**Exercise objective**
Reproduce all the lines below exactly and omit the images.

**Data section**
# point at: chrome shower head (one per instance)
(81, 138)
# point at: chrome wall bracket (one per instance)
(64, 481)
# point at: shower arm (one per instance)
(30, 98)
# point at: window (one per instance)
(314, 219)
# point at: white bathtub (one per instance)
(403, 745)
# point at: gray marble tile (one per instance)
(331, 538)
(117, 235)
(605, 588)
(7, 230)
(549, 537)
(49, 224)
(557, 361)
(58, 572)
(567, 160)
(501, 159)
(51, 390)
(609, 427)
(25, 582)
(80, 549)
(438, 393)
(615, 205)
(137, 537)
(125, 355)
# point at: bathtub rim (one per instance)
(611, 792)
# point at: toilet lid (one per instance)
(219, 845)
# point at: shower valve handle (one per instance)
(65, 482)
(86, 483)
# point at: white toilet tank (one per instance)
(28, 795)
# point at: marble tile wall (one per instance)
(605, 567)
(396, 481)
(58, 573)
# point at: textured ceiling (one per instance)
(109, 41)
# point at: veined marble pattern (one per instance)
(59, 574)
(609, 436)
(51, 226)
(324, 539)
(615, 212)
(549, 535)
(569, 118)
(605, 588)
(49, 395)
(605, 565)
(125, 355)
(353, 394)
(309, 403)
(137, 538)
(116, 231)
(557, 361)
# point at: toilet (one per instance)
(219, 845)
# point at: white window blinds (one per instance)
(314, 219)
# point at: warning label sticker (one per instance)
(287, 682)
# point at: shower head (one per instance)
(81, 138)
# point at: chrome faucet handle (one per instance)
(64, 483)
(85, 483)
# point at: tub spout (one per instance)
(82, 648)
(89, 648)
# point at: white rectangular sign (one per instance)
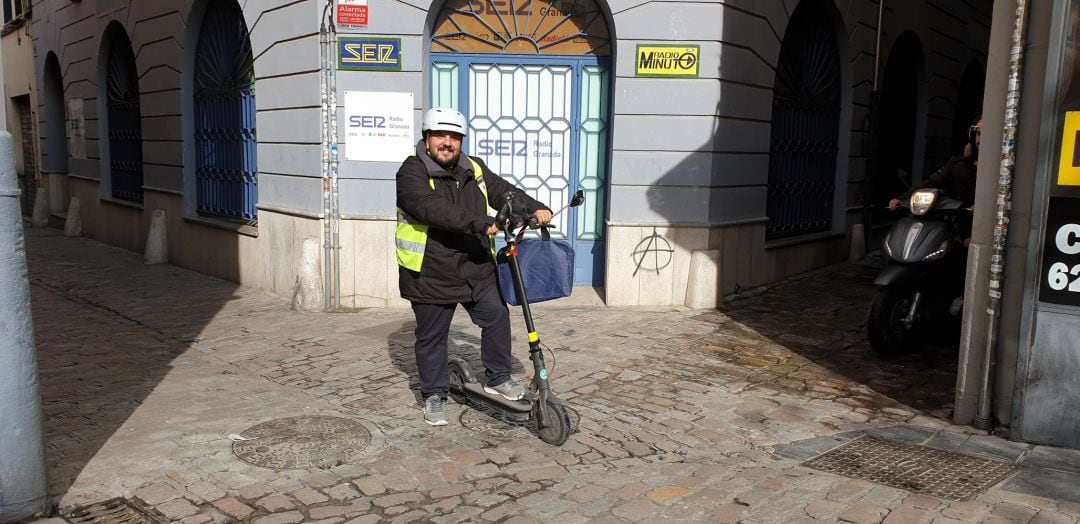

**Final result**
# point at: chrome shower head (one per instance)
(81, 138)
# point at: chrome wall bracket (one per instance)
(64, 481)
# point at: shower arm (one per instance)
(30, 98)
# point at: window (one per instance)
(314, 219)
# point at: white bathtub (one per instance)
(403, 745)
# point at: gray marble tile (one per instance)
(331, 538)
(117, 235)
(605, 588)
(7, 230)
(549, 537)
(49, 224)
(557, 361)
(58, 572)
(567, 160)
(501, 159)
(51, 390)
(609, 427)
(25, 582)
(80, 549)
(438, 393)
(615, 205)
(137, 537)
(125, 355)
# point at: bathtub rim (one per instance)
(611, 792)
# point at: toilet lid (one per instance)
(219, 845)
# point at: shower valve handle (one per instance)
(65, 482)
(86, 483)
# point at: white toilet tank (one per instance)
(28, 795)
# point at: marble tile wall (one per instance)
(605, 567)
(396, 481)
(58, 573)
# point at: textured ceiling (one per instance)
(109, 41)
# point at: veined marble pattern (one per instance)
(59, 574)
(609, 436)
(51, 226)
(324, 539)
(615, 212)
(549, 535)
(569, 118)
(605, 588)
(49, 395)
(605, 565)
(125, 355)
(353, 394)
(309, 403)
(137, 538)
(116, 231)
(557, 361)
# point at: toilet (one per instance)
(219, 845)
# point at: white window blinds (one per instance)
(314, 219)
# point at: warning label sticker (one per instance)
(287, 682)
# point at: shower head (one per instance)
(81, 138)
# point at: chrome faucet handle (one per instance)
(64, 483)
(85, 483)
# point at: tub spout (one per instance)
(82, 648)
(89, 648)
# point at: white rectangular sign (one per instance)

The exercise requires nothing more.